**Page excerpt**
** Begin **

The Rive Playground uses an automated semantic versioning system that creates releases based on commit message flags. This prevents automatic versioning on every commit while providing controlled release management.

Overview

  • No auto-versioning: Regular commits don't trigger version bumps
  • Flag-based releases: Only commits with specific flags create new versions
  • Automated workflow: GitHub Actions handles version bumping, changelog generation, and deployment
  • Semantic versioning: Follows SemVer (MAJOR.MINOR.PATCH)

Version Types

Type When to Use Examples
PATCH Bug fixes, small improvements fix: canvas clearing issue [patch]
MINOR New features, non-breaking changes feat: add new control panel [minor]
MAJOR Breaking changes, major updates feat!: redesign API structure [major]

How to Create a Release

# Make the script executable (first time only)
chmod +x scripts/version.sh

# Create a patch release (bug fixes)
./scripts/version.sh patch "fix: canvas clearing issue"

# Create a minor release (new features)
./scripts/version.sh minor "feat: add asset manager panel"

# Create a major release (breaking changes)
./scripts/version.sh major "feat!: redesign control interface"

# Push to trigger the release
git push origin main

Method 2: Manual Commit with Flags

Add one of these flags to your commit message:

# Patch release
git commit -m "fix: resolve status bar layout issue [patch]"

** End **

**Given exercise 1**
Answer these questions from the Rive Playground versioning guide:
(a) Which versioning scheme does the system follow?
(b) Which flag does the guide pair with breaking changes?
(c) What command makes the version script executable?
**Given exercise 2**
Carry on the Rive Playground versioning guide, picking up right after its final line.

**Point annotation records**
** Begin **

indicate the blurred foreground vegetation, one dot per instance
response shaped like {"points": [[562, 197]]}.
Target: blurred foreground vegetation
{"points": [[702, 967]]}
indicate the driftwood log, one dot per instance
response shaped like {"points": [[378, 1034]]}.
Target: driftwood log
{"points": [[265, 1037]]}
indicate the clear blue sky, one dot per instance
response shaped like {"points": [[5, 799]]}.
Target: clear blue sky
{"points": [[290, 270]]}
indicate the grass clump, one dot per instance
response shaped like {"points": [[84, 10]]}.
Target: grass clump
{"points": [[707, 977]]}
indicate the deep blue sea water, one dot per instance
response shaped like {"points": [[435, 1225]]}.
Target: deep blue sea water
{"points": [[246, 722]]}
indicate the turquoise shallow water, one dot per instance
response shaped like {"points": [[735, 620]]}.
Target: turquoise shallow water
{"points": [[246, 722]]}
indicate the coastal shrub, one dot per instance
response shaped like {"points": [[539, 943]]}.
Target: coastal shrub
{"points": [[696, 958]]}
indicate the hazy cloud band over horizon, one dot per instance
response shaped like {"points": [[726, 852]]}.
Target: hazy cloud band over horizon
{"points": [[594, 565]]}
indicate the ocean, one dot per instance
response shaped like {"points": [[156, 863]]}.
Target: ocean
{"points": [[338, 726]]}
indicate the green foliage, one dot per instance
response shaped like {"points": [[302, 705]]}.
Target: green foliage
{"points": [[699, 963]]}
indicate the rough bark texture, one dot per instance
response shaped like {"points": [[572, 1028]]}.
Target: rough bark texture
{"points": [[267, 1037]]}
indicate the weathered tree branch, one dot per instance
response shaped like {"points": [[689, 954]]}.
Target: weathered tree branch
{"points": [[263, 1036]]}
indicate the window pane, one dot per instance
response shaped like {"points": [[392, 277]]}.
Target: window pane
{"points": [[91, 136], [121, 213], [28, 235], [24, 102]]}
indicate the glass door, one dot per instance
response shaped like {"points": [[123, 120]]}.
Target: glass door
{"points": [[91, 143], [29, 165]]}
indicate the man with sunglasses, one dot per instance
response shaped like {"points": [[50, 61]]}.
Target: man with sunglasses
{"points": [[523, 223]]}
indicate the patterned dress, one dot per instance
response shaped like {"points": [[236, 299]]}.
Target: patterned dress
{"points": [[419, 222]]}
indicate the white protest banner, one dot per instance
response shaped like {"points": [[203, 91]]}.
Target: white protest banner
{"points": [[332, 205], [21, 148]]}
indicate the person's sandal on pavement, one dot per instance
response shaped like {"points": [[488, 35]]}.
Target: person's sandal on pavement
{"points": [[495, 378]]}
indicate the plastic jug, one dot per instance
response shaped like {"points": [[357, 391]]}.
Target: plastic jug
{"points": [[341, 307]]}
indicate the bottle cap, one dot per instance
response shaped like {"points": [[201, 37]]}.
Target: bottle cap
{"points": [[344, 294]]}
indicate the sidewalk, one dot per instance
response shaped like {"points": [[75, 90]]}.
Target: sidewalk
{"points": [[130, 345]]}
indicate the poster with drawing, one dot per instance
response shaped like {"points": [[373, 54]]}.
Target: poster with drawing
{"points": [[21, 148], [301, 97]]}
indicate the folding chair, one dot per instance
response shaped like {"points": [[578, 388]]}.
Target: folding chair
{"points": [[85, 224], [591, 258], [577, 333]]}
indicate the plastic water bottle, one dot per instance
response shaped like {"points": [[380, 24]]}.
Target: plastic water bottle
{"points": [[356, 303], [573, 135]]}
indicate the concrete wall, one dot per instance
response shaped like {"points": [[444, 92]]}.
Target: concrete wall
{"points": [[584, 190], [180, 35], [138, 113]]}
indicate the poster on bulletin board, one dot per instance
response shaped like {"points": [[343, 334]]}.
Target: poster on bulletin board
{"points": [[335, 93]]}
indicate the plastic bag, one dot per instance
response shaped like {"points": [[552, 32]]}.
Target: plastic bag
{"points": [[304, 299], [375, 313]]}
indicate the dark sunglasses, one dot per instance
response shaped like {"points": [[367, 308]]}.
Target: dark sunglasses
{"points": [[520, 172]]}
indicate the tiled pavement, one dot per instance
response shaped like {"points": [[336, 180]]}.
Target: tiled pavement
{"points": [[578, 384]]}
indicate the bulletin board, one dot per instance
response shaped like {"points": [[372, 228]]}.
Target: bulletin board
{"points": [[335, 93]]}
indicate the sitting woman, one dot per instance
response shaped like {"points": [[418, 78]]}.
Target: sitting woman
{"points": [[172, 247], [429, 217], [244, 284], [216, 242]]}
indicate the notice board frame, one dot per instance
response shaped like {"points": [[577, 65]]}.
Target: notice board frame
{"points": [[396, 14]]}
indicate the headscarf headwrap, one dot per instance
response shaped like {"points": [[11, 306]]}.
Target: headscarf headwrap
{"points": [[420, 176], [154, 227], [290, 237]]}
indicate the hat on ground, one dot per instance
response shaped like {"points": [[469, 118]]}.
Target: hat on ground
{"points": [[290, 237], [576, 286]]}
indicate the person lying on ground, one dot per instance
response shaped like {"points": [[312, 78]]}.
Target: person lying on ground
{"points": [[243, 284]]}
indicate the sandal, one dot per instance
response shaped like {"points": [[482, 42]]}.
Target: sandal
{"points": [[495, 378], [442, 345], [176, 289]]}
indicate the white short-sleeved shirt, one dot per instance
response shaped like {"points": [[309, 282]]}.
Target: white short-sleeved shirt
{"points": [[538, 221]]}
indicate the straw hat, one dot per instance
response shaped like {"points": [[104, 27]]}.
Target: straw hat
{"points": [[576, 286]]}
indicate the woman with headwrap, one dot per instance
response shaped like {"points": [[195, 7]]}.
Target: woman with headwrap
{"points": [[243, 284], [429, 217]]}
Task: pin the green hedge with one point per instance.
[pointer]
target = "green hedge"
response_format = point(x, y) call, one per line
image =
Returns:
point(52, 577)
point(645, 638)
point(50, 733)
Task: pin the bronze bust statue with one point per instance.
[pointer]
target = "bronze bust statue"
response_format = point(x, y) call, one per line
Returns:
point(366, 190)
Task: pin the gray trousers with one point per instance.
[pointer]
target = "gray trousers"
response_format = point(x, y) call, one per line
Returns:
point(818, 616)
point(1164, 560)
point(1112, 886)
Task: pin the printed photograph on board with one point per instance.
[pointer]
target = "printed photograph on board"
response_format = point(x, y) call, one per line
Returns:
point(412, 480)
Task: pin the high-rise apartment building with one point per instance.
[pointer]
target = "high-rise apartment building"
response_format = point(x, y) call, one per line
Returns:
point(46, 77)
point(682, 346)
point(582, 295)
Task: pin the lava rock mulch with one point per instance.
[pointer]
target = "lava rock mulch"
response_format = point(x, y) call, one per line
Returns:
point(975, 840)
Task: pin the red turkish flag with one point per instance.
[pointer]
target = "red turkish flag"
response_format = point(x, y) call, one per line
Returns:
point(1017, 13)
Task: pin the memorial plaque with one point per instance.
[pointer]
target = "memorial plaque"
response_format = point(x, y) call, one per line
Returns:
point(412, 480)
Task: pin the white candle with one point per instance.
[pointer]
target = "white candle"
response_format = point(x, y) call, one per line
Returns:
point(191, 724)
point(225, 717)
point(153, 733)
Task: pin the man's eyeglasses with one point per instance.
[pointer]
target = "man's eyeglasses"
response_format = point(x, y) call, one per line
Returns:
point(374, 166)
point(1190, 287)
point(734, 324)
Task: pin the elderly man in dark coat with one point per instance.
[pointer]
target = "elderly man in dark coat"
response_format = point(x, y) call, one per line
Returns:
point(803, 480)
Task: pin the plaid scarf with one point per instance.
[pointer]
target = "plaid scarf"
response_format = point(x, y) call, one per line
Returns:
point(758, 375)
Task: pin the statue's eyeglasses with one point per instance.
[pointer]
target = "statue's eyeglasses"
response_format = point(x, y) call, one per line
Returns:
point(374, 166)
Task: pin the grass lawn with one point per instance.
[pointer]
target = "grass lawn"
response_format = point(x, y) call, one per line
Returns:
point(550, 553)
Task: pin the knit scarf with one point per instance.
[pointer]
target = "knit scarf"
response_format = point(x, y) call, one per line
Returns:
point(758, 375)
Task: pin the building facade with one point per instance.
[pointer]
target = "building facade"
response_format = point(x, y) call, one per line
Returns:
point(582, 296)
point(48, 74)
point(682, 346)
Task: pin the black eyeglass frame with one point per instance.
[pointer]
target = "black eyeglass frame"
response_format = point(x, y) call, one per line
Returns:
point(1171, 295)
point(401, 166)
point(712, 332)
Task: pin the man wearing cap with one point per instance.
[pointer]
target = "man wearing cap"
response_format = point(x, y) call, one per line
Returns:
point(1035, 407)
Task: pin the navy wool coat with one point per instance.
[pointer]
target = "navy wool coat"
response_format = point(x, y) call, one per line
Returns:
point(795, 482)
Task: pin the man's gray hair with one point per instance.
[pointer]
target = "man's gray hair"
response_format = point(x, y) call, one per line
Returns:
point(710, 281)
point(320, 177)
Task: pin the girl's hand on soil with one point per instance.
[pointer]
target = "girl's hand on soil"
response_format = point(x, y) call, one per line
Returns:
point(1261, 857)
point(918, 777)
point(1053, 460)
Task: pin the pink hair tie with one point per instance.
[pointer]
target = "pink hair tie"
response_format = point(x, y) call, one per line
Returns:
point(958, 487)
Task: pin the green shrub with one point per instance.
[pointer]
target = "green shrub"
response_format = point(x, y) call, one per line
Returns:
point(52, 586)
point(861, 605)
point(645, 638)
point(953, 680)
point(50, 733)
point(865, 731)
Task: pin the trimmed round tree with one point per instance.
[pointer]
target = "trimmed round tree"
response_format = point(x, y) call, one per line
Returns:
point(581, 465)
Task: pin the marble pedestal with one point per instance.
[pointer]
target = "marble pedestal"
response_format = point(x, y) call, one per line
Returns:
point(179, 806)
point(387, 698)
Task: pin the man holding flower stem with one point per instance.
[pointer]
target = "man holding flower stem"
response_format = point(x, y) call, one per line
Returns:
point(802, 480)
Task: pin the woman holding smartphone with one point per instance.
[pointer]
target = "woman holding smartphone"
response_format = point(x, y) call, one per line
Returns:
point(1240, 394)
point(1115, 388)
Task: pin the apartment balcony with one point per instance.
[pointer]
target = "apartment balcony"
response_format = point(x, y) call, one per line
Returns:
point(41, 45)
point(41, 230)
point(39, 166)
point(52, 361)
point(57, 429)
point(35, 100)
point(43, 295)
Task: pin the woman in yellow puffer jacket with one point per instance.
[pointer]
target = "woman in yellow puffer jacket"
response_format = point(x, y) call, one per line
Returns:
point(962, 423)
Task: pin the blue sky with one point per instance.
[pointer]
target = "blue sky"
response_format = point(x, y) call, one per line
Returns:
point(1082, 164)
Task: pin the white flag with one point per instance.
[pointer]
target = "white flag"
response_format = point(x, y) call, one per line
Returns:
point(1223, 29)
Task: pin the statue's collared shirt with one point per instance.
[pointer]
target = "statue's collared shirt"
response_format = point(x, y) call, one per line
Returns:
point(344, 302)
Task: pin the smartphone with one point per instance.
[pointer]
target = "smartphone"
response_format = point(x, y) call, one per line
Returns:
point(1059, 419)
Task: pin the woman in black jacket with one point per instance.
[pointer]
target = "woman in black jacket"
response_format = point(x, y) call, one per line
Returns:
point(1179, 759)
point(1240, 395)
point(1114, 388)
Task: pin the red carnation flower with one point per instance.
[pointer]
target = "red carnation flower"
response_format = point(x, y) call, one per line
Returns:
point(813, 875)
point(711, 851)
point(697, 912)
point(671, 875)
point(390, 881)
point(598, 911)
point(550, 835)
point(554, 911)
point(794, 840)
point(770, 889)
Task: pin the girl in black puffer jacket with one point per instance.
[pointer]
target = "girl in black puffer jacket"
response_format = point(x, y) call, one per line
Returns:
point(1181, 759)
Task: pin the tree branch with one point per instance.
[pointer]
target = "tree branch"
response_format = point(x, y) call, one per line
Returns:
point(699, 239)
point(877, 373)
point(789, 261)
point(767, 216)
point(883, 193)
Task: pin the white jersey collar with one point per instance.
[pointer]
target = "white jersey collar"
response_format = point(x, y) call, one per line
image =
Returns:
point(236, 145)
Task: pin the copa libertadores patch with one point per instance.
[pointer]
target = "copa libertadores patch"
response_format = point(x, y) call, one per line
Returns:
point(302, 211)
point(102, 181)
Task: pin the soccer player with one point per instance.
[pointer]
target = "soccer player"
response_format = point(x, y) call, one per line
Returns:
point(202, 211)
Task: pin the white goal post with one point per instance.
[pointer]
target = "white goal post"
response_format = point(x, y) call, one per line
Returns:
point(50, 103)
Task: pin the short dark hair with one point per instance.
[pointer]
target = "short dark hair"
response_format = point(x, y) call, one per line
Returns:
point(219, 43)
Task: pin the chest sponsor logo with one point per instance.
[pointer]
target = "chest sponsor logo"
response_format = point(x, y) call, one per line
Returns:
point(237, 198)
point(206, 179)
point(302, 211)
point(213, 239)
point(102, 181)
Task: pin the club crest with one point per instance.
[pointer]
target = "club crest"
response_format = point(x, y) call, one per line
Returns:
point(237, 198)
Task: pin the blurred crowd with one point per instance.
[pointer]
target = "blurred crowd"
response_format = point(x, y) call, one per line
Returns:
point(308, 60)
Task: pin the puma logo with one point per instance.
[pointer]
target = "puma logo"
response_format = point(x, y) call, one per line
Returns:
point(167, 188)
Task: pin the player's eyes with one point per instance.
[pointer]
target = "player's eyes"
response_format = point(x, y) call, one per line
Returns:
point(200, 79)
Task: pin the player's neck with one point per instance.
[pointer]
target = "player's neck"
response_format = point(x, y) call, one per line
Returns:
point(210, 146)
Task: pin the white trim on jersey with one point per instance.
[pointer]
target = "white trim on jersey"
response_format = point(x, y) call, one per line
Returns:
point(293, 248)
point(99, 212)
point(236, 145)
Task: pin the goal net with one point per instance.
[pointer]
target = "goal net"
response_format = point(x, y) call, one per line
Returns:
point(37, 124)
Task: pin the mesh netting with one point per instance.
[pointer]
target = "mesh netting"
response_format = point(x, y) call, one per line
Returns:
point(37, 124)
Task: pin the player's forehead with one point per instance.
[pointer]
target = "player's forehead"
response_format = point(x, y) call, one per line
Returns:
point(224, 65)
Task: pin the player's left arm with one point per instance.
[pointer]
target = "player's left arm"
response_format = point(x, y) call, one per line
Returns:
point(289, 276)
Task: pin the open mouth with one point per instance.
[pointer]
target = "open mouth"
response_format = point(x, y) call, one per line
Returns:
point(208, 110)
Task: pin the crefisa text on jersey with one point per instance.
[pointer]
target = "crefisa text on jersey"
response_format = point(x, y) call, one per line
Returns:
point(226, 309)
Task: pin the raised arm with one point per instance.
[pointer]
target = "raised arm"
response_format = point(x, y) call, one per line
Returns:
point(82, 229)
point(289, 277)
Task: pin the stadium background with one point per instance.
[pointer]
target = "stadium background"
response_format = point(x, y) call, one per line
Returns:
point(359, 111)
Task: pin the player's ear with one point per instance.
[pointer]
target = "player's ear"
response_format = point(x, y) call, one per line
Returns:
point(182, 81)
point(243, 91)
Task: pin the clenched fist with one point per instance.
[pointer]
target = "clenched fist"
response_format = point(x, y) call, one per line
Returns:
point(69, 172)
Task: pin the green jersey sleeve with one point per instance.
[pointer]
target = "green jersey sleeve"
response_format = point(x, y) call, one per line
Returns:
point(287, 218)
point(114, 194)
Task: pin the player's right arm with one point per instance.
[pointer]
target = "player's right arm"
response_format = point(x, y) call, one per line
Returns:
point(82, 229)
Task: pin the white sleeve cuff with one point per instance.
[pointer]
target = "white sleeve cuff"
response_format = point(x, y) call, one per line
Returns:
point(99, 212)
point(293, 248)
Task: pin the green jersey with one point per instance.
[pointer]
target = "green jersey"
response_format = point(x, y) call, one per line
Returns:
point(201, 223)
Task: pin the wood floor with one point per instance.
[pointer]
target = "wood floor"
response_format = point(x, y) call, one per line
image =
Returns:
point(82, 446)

** End **

**Final result 1**
(a) Semantic versioning, SemVer (MAJOR.MINOR.PATCH).
(b) [major]
(c) chmod +x scripts/version.sh

**Final result 2**
# Minor release
git commit -m "feat: add semantic versioning system [minor]"

# Major release
git commit -m "feat!: breaking API changes [major]"

# Push to trigger
git push origin main

Method 3: GitHub Actions Manual Trigger

  1. Go to Actions tab in GitHub
  2. Select Semantic Release workflow
  3. Click Run workflow
  4. Choose version type (patch/minor/major)
  5. Click Run workflow

Supported Commit Flags

The system recognizes these patterns in commit messages:

Patch Flags

  • [patch] or [PATCH]
  • [fix] or [FIX]
  • --patch or --fix

Minor Flags

  • [minor] or [MINOR]
  • --minor

Major Flags

  • [major] or [MAJOR]
  • --major

What Happens During a Release

When a versioned commit is pushed, the GitHub Action automatically:

  1. Detects the version flag in the commit message
  2. Bumps the version in package.json
  3. Generates changelog from commits since last release
  4. Creates version file (src/version.js) with build info
  5. Updates UI to display version number
  6. Commits changes with [skip ci] flag
  7. Creates Git tag (e.g., v1.2.3)
  8. Creates GitHub Release with changelog and links
  9. Triggers deployment to GitHub Pages

Version Display

The current version is displayed in multiple places:

  • Top-right corner of the app (small version badge)
  • Browser console on app load
  • GitHub Releases page
  • CHANGELOG.md file

Package.json Scripts

Add these convenient scripts to your workflow:

# Quick version releases
npm run version:patch "fix: your bug fix message"
npm run version:minor "feat: your new feature"
npm run version:major "feat!: your breaking change"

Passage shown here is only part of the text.